#### Set problem A
Quote the text about KT's AI cloud service from "KT's Success Stories" to "of KT Cloud.".

KT's Success Stories in AI Cloud Service and Large AI Model Training on AMD Instinct MI250 and Moreh AI Platform

November 11, 2022

By Gangwon Jo

Source: official whitepaper

An AMD MI250 cluster system for the Hyperscale AI Computing service of KT Cloud.

Challenges of AI Service Providers

KT, formerly Korea Telecom, is one of the major telecommunications companies and the largest cloud service provider in South Korea. As virtually all industries have been infused with Artificial Intelligence (AI) technology, KT intends to provide various levels of services from IaaS (infrastructure-as-a-service) to SaaS (software-as-a-service) for customers who want to adopt AI. At the same time, KT has been working on building and deploying in-house AI models to increase the competitiveness of its existing products and services, including smart speakers, call center services, and so on. In achieving such goals, KT faces several challenges including:

Traditionally high cost of accelerators in the AI GPU market. Many AI training and inference tasks require large amounts of computation, and GPU clusters are the key infrastructure to process them. To meet the rapidly growing internal and external demands for GPU resources, KT expects hundreds to thousands of new GPU servers will be required each year. However, the price and the supply of AI GPUs have traditionally been very expensive and without room for negotiation. This causes excessive investment costs for computing infrastructure.

#### Set problem B
How many lines of the entries contain the string "white"? Give only the number.

Named region outline records:
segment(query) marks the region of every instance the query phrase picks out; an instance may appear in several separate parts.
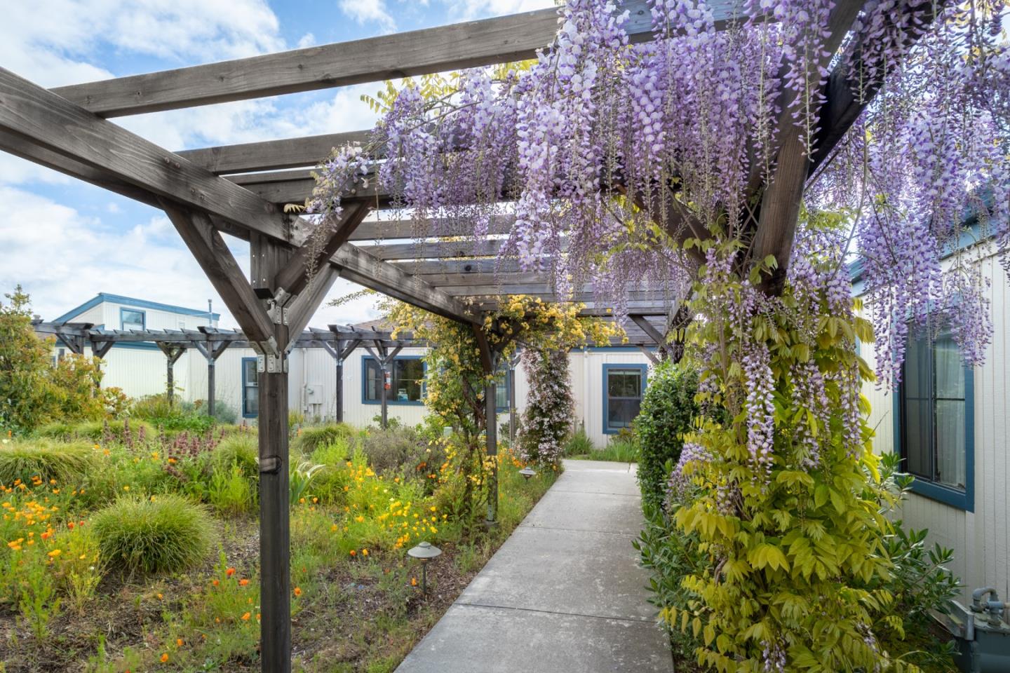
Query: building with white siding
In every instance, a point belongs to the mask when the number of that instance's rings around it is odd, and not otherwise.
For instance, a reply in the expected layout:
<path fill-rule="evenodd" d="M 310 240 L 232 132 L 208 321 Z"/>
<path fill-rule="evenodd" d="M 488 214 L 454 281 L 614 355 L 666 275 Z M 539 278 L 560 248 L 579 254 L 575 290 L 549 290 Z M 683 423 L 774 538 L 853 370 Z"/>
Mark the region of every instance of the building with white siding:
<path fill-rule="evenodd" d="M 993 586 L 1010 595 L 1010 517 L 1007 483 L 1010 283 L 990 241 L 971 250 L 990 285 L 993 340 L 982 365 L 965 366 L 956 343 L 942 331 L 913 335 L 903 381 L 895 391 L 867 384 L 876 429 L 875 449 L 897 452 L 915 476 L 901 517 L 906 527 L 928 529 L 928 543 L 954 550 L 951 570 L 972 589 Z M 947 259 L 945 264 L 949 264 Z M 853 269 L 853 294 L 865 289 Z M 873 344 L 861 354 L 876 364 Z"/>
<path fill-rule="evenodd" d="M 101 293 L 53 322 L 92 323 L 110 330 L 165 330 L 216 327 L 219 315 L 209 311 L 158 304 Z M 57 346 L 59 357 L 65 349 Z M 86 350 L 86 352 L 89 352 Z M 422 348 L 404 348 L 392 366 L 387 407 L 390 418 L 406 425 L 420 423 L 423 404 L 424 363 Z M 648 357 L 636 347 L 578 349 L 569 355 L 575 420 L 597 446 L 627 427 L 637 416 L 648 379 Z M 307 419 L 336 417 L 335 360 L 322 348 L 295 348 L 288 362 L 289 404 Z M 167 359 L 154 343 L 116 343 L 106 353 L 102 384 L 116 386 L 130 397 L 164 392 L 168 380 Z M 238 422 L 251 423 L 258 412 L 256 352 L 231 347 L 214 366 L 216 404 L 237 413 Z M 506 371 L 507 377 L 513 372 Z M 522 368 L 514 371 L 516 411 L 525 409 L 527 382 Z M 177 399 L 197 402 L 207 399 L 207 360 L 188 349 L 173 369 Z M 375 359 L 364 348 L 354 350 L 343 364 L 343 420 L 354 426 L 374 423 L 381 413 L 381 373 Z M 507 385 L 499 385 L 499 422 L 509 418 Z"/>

--

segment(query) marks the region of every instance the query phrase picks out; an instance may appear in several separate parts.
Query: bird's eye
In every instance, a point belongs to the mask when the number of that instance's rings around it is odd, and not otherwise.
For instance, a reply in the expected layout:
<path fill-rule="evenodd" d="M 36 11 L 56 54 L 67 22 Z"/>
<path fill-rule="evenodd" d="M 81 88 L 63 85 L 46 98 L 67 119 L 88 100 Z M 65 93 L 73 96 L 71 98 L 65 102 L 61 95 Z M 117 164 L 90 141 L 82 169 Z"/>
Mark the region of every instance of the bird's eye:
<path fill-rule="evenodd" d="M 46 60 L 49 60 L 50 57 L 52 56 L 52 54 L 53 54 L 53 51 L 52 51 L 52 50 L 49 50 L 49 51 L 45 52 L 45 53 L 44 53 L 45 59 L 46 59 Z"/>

#### Correct output A
KT's Success Stories in AI Cloud Service and Large AI Model Training on AMD Instinct MI250 and Moreh AI Platform

November 11, 2022

By Gangwon Jo

Source: official whitepaper

An AMD MI250 cluster system for the Hyperscale AI Computing service of KT Cloud.

#### Correct output B
2